I was wondering why it's broken. How could people enter this time if I never saw the button at all? I'm so confused. >.< I've never had this happen before.


----------



## Destinystar (May 26, 2012)

Sadly it is not working again so I will report this issue to Admin. Yung and see when his tech team can look into it. In the mean time don't forget about the Holiday Fishmas Jingle Contest. Merry Christmas and Happy Holidays everyone ! 

http://www.tropicalfishkeeping.com/lounge/holiday-song-contest-316346/


----------



## ao (Feb 29, 2012)

I wonder if it's even possible to remove it without breaking the forum, it's actually not a bad idea. I'll put it up for discussion 

T_T To be honest, it's frustrating here too... it's one of those things mods can't fix


----------



## dramaqueen (Jul 7, 2008)

Thank you, Kitty.


----------



## MattsBettas (Dec 18, 2012)

I have no clue about most the coding that's behind this site but I know there's a lot of custom coding and that if something as simple as changing the classifieds a little could mess up the forum a lot for a bunch of members, I can only imagine what could go wrong if a component was removed. 

I would rather see it fixed then gone... I really liked the contest when it worked. It is kind of annoying that this issue has being going on for so long, though.


----------

→ Material for this exercise
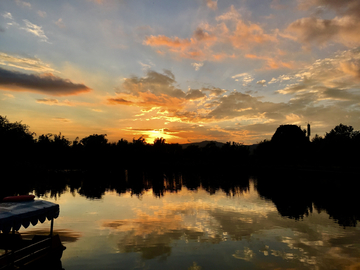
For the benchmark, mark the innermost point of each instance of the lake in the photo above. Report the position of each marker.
(249, 225)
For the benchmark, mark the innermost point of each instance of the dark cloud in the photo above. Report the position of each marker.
(45, 83)
(344, 28)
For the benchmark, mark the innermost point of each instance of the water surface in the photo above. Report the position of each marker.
(198, 229)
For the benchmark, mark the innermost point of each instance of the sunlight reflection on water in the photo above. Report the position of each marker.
(195, 230)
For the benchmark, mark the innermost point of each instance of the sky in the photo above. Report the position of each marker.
(187, 71)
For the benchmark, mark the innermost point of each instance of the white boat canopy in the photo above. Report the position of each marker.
(15, 214)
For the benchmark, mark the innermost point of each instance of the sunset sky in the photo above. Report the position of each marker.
(187, 71)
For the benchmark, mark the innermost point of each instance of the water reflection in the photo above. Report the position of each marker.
(153, 220)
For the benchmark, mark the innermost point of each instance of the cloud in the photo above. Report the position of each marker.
(261, 82)
(35, 30)
(42, 13)
(246, 78)
(271, 63)
(61, 119)
(194, 94)
(50, 101)
(60, 23)
(46, 83)
(227, 38)
(197, 66)
(23, 4)
(26, 63)
(7, 15)
(231, 15)
(154, 82)
(212, 4)
(343, 28)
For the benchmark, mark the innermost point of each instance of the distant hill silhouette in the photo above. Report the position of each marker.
(202, 144)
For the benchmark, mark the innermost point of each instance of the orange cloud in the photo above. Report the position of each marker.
(148, 100)
(166, 41)
(271, 63)
(246, 35)
(208, 41)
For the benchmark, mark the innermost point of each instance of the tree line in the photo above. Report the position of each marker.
(289, 148)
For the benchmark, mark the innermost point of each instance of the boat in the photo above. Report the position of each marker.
(38, 252)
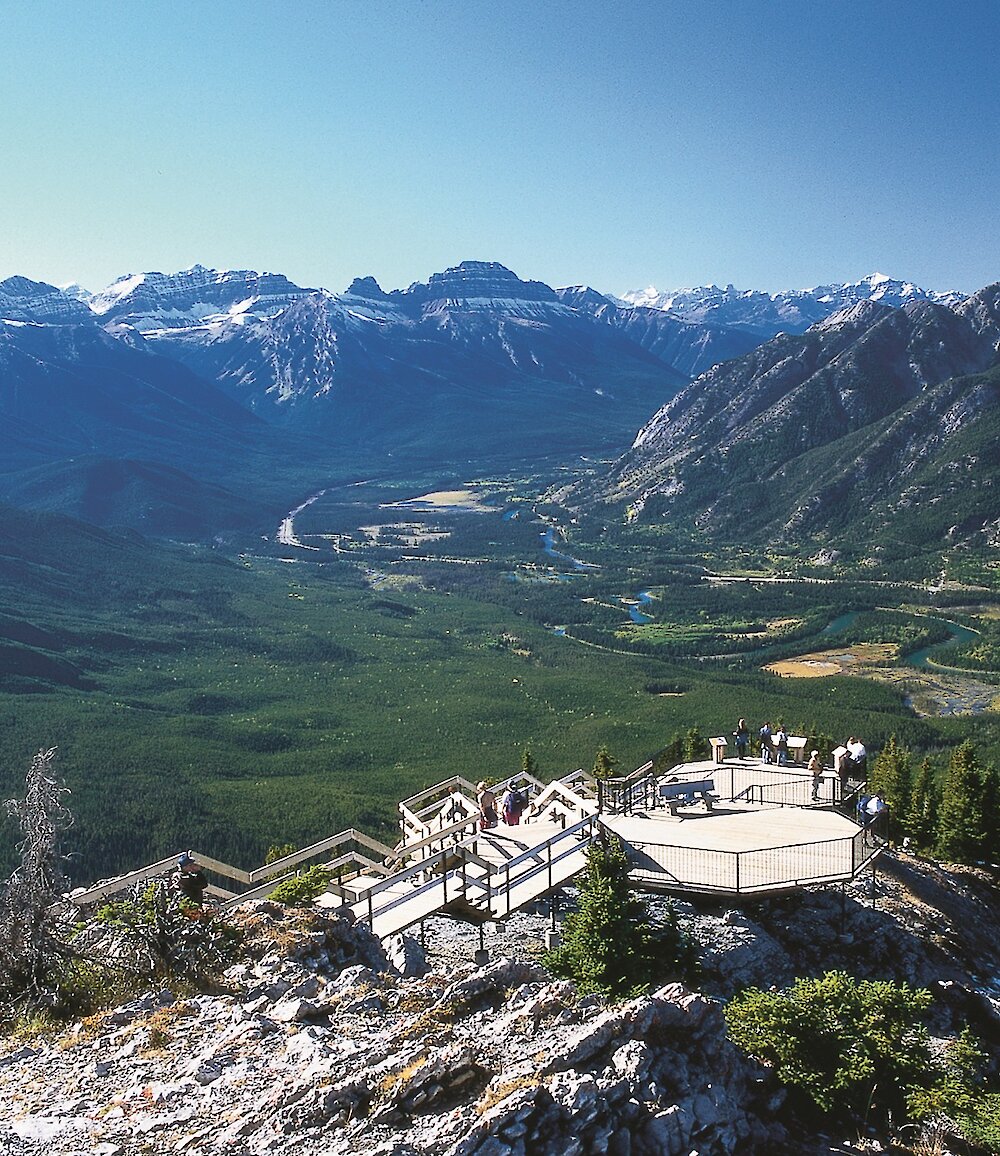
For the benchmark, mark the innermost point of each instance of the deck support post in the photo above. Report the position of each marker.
(482, 955)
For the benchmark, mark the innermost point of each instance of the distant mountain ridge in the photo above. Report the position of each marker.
(232, 375)
(876, 420)
(791, 311)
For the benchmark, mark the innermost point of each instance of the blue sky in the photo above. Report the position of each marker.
(771, 145)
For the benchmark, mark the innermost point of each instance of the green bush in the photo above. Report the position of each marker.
(303, 889)
(857, 1050)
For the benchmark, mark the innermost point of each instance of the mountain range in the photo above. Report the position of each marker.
(878, 424)
(185, 402)
(793, 311)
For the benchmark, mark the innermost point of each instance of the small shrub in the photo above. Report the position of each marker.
(303, 889)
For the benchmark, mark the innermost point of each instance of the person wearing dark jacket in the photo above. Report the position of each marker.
(189, 880)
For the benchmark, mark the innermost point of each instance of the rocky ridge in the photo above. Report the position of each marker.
(323, 1042)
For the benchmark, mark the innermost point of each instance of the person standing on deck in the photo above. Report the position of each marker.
(815, 768)
(782, 745)
(767, 751)
(486, 799)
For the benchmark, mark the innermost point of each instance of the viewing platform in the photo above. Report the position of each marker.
(728, 829)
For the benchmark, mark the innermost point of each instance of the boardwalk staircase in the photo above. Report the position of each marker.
(443, 864)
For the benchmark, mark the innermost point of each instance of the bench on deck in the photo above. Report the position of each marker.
(687, 794)
(797, 748)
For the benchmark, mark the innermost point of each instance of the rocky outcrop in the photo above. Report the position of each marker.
(323, 1043)
(319, 1047)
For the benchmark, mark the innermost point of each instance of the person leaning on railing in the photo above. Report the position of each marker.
(189, 880)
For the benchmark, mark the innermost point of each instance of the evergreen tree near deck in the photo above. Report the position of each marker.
(961, 831)
(921, 813)
(604, 764)
(610, 946)
(695, 746)
(34, 948)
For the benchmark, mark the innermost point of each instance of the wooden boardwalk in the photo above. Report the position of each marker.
(763, 834)
(484, 876)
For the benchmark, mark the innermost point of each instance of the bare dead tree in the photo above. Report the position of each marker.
(32, 909)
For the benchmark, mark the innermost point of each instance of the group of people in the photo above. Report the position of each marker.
(773, 743)
(512, 806)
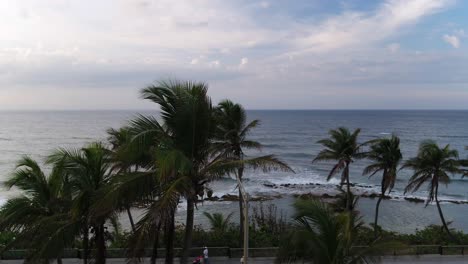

→ Exercise requirements
1) In the forum thread, which contest does Destinystar remind everyone not to forget?
2) In the entries, starting at the line containing "of the viewing" and ending at the last line of the entries, switch "benchmark" to "evaluation set" and give those lines back with everything else unchanged. Leave the pictures out.

→ Solutions for each task
1) The Holiday Fishmas Jingle Contest.

2)
For the evaluation set, mark the innermost point of each instance of the viewing platform in the photo above. Report the position of each marker.
(728, 829)
For the evaluation set, mark the innermost point of each instance of the boardwalk staircase in the photo above. Report the position of each marker.
(443, 864)
For the evaluation set, mark the innermost point of each instance of the bench on deck in the photo above. Report the position of each marker.
(687, 794)
(797, 748)
For the evaluation set, mark the innermost point of each instance of the rocky outcrop in the photo above. Report the position of each marker.
(323, 1043)
(319, 1047)
For the evaluation set, mark the innermost point of each instance of the person leaning on railing in the photo above. Report the position of each marker.
(189, 880)
For the evaluation set, mark the innermost point of each instance of the evergreen tree near deck in the photo above. Report the position of each marker.
(961, 831)
(921, 813)
(604, 764)
(610, 946)
(695, 746)
(34, 948)
For the evaluation set, mark the innermost point of each instance of the wooden boardwalk in the photo above. Report the position of each marker.
(763, 834)
(484, 876)
For the evaluation set, mark the innermost point of each instance of the bare dead tree in the photo above. Report the position of each marker.
(32, 909)
For the evaluation set, mark the innermost point of each instance of the group of people in the photo above. Report the position of each marker.
(773, 743)
(512, 806)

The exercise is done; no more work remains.